• [Work item]: Reproduce the records word for word, leaving out any pictures they hold.
+++ Records for this task
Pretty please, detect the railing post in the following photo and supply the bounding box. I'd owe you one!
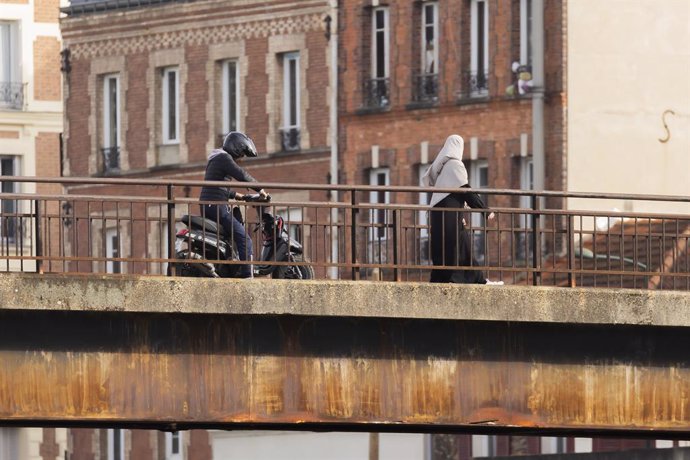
[531,195,542,286]
[34,200,42,274]
[567,213,575,288]
[167,184,176,276]
[350,190,359,280]
[392,209,399,282]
++++++
• [Response]:
Pretty please, detect the railing post in the following photo and supply the bounding box. I'd owe you one!
[531,195,542,286]
[34,200,42,274]
[567,213,575,288]
[167,184,176,276]
[350,190,359,280]
[392,209,399,282]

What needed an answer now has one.